_Study text_:
=== Begin Enclosure ===

Debt to Income Ratio vs. Credit Utilization Ratio

credit utilization

Debt to income ratio and credit utilization ratio; why do these two things matter and what do they mean? Both can impact what kind of loans or credit cards you are approved for, but only one will affect your credit score. Nevertheless, they are both used as indicators to creditors looking to determine whether or not you are able to take on additional financial obligations. Therefore, both of these should be taken into consideration when creating your financial plan.

Debt to Income Ratio

Your debt to income ratio (DTI) is calculated by dividing the total amount of your monthly payments by your gross monthly income. This will tell you what percentage of your monthly income is used to pay your monthly debt payments. For example, if your recurring monthly debt is $2,000 a month and your gross monthly income is $6,000, your DTI would be $2,000 ÷ $6,000 = 0.33 or 33%.

While DTI is not a factor taken into account for your credit score, lenders will look at this percentage to assess whether or not a borrower is able to repay a loan. A high DTI may indicate that the borrower would be overextended if they incurred additional monthly payments. 

Before applying for a loan or new line of credit, it is good to calculate your DTI and if it is above 40%, find ways to improve it. There is no magic number for what lenders and creditors will accept, as the threshold will vary. But, keeping it below 28% is a good goal. However, lenders may make exceptions depending on a number of factors, like the type of loan, the borrower’s credit score, savings, assets, and down payment may also come into play.

Credit Utilization Ratio

Your credit utilization ratio, also known as credit utilization rate, is calculated by dividing the amount of revolving credit you are using by the amount of revolving credit that is available to you. For example, if you have a total of $7,000 available to you in credit and owe $1,500 on your revolving accounts, your credit utilization ratio would be $1,500 ÷ $7,000 = 0.21 or 21%. 

Keep in mind, according to the credit scoring models of the three major credit bureaus, your credit utilization ratio can impact up to 30% of your credit score and is one of the most influential factors. The quickest way to improve your credit utilization ratio and boost your credit score is to pay down your credit card balances. However, if you have the time, making consistent payments over a period of time, like 12 months, would have a greater impact to improve your credit score. Improving your credit utilization ratio will also help your DTI. 

If you are trying to get approved for a loan or credit, these two factors not only have a significant impact, they are often the most feasible for you to work on. Another thing to be aware of is it can take some time for debt repayments to be reflected in your credit report. The key is to be patient and don’t expect to see results immediately. You can access your credit reports for free at to see what is currently in your credit file from the top 3 credit bureaus, TransUnion, Experian, and Equifax.

=== End Enclosure ===

_Data for review_:
=== Begin Enclosure ===

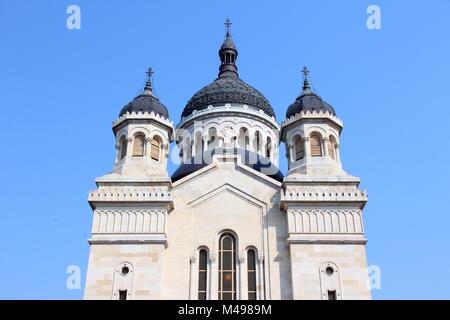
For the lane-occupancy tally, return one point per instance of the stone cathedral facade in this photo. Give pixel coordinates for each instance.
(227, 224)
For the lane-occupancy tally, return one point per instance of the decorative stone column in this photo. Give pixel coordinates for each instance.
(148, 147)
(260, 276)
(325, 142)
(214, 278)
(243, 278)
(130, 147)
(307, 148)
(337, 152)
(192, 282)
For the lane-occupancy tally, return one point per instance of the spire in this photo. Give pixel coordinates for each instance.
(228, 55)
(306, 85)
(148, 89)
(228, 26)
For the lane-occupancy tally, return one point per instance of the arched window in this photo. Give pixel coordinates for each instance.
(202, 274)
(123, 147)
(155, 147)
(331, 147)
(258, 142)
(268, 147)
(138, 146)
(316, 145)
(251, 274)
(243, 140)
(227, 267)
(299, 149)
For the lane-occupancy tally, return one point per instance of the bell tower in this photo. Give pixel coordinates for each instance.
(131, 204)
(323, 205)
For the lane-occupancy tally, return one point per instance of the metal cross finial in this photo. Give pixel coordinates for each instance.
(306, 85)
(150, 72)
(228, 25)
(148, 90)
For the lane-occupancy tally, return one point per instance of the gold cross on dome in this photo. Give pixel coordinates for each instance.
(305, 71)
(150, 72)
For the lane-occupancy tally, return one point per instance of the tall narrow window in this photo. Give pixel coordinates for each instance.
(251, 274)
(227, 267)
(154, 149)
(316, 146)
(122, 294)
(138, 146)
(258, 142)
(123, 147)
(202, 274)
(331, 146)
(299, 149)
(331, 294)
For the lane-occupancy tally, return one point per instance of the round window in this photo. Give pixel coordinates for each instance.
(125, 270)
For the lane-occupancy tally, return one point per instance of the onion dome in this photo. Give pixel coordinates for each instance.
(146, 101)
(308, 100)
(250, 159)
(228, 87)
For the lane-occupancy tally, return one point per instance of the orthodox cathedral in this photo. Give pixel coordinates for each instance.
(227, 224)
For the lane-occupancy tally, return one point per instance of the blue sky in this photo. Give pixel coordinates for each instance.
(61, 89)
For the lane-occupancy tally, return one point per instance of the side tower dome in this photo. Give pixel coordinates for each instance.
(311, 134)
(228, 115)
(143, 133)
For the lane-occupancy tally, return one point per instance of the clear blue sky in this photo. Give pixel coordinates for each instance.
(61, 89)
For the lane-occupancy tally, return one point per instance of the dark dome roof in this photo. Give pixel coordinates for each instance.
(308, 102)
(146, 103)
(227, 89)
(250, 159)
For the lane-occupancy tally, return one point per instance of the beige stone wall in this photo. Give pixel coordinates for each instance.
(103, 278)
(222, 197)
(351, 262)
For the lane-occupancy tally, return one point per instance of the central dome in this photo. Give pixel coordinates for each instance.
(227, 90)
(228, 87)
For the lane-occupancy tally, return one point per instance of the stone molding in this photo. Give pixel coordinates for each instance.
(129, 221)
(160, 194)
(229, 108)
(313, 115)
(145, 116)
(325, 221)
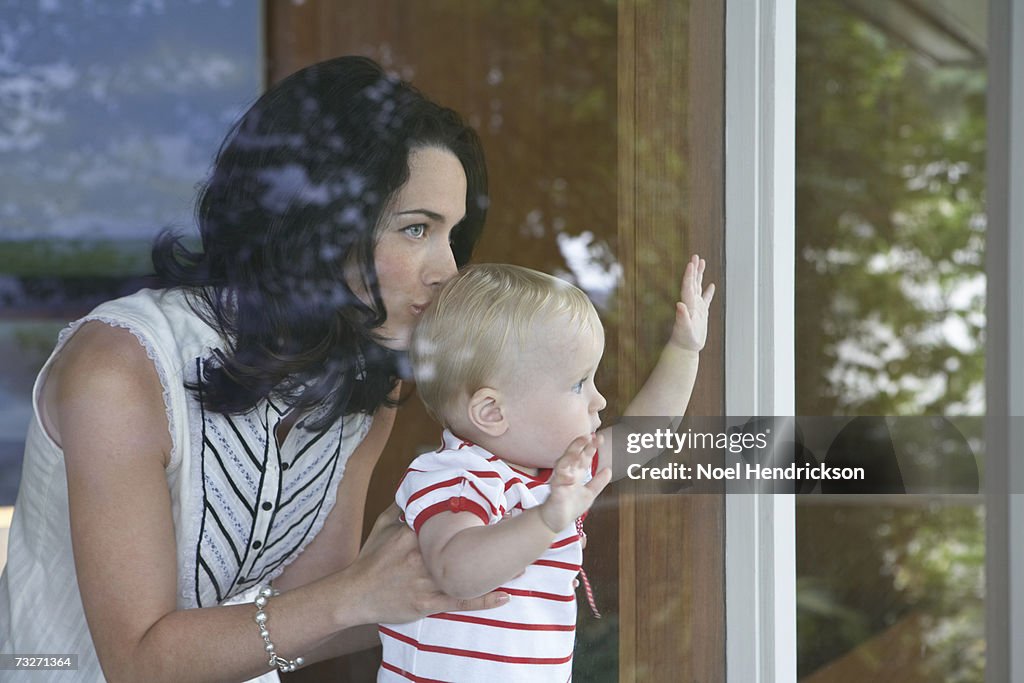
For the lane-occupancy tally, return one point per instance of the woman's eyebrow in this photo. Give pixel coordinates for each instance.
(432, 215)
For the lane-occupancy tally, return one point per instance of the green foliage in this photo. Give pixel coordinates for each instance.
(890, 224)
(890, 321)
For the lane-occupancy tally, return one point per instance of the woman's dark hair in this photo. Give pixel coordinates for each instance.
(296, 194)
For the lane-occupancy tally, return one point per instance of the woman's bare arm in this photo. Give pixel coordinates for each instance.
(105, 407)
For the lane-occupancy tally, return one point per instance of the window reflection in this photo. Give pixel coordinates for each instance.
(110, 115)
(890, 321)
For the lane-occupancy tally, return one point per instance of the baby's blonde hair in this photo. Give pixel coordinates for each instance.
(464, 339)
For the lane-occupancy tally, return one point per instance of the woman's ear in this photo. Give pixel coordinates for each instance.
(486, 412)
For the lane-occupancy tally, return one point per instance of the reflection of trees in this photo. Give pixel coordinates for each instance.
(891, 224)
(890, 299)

=== End Enclosure ===

_Activity_: According to the text on debt-to-income and credit utilization ratios, up to what share of a credit score can the credit utilization ratio affect? The material is not needed for this exercise.

_Response box_: Up to 30% of a credit score.